* [Problem to solve]:
Can you carry on the first-person piece below about doubting whether a partner's love is real, picking up right after its final sentence?

* [Article]:
* begin *

We've been together for a while now and he says he loves me, but sometimes I wonder... does he actually feel that way?? I mean, he tells me he loves me, he shows me he loves me and he acts like he loves me. But for some reason, I just don't feel like it's true. I've been lied to once, so I am afraid to fall again. I don't know if I'm just crazy and I'm just overthinking things more than I should.
Things weren't always like this between us. Here's the thing, he used "hate" me. Well, it wasn't exactly hate, it was more like he did not like the idea of me liking him. He thought I was crazy (and don't blame him) but there was more to that. He would ignore me at times and insult me. He was friendly to me when I first arrived, but once he found out, he started acting like this. I would get mad, but I never said or did anything. I would just be mad at him without him knowing. I know it was dumb and I should have probably said something, but I thought he didn't know, until I was told that he did.
He would always notice that there was something wrong with me right after I got mad. He would ask what was wrong and I would just ignore him. He would stay with me until I was finally okay. I never told him what was wrong, but he constantly would ask, "Why are you upset?" I would just stare at him. "YOU are the reason I'm upset. YOU are the reason I'm like this." is all I would think, but i was always too scared to admit it.

* end *

* [Data extract]:
* begin *

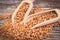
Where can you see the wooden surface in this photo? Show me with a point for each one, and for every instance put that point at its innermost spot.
(6, 6)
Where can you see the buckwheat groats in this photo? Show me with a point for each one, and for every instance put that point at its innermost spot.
(23, 32)
(38, 18)
(21, 12)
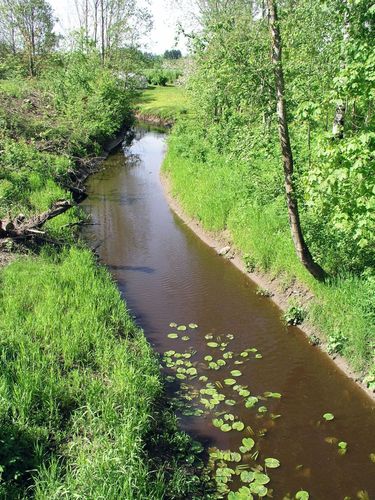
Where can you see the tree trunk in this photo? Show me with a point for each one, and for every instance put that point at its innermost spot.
(339, 118)
(103, 30)
(300, 245)
(20, 227)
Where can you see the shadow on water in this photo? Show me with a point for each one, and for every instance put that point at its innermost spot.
(168, 275)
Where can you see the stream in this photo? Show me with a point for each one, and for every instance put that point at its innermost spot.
(270, 378)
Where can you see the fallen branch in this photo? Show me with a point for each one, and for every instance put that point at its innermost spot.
(20, 227)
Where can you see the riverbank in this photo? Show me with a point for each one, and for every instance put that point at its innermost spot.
(162, 105)
(84, 405)
(270, 286)
(260, 245)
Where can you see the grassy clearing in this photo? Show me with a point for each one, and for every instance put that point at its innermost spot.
(220, 197)
(83, 412)
(167, 103)
(79, 386)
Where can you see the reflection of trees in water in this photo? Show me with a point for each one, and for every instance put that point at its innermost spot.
(132, 160)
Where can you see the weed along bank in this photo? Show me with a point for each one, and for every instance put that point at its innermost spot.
(187, 250)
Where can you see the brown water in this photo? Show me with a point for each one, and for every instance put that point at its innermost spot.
(167, 274)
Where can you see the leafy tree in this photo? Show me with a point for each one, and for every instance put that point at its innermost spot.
(31, 22)
(172, 54)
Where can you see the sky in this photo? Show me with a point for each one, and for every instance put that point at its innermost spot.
(160, 39)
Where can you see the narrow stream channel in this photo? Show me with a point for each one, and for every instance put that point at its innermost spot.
(167, 274)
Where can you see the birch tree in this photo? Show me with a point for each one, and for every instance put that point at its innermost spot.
(300, 245)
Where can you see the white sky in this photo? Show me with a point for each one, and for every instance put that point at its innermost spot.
(160, 39)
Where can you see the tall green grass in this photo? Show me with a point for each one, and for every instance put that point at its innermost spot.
(167, 103)
(80, 387)
(219, 190)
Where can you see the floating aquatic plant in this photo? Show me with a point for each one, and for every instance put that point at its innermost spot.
(272, 463)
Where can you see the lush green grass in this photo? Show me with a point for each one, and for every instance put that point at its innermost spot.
(215, 189)
(167, 103)
(83, 412)
(80, 387)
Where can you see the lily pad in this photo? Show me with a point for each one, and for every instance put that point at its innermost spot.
(226, 428)
(302, 495)
(228, 355)
(251, 401)
(238, 426)
(244, 393)
(261, 478)
(258, 489)
(218, 422)
(272, 463)
(275, 395)
(235, 457)
(247, 445)
(247, 477)
(242, 494)
(343, 447)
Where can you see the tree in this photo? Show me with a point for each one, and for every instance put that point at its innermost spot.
(300, 245)
(113, 24)
(172, 54)
(33, 21)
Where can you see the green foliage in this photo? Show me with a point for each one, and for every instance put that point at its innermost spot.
(162, 76)
(78, 395)
(172, 54)
(224, 160)
(294, 315)
(93, 102)
(168, 103)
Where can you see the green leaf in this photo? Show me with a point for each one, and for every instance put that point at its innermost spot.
(226, 428)
(212, 344)
(247, 445)
(247, 477)
(272, 463)
(261, 478)
(251, 401)
(238, 426)
(302, 495)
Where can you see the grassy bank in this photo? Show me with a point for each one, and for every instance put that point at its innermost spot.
(84, 413)
(166, 103)
(221, 196)
(79, 389)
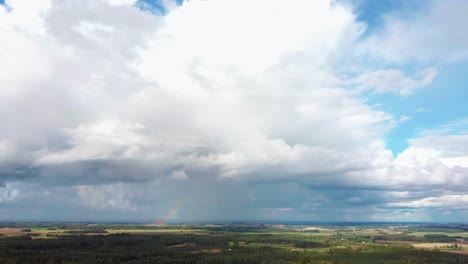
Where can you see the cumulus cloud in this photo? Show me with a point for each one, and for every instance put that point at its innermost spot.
(120, 109)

* end *

* [Output of the task]:
Time passed and he stopped being that way. He started to be friendly to me, but not in a way that started to mean he was developing feelings. He just thought of me as a friend. He basically friend zoned me.
December came and so did all the christmas events at school. I'm a music kiddo so I had to sing and play guitar. That day, I got ready and headed to the school, I was feeling a little weird and nervous. I got to the school and waited until it was time. Then, he arrived. He was all dressed up and looked really nice. I was gonna say hi, but when I did, I just didn't have the guts to go up to him. He looked at me kinda confused. In my head I was just like, "What the f**k are you doing to yourself? How hard is it to say hi??" Clearly it was too hard. So I walked away. He just stared and kept on doing his own thing. Then it was time to preform. I got on stage with my music group and we stared preforming. As I saw everyone from the stage, I started to freak out. I was so high up and I could see everyone. I suddenly forgot what I was doing. I could feel myself panicking. I wanted to get off the stage but I couldn't. So I pretended I was okay when I actually wasn't. I messed up several times and it was horrible. Then, my eyes laid on him and I suddenly started remembering all the bad stuff he had said to me. I suddenly felt like crying, but I didn't. As soon as I got off stage, I called my mom. I didn't want to be a single minute in the same place he was. I just wanted to leave.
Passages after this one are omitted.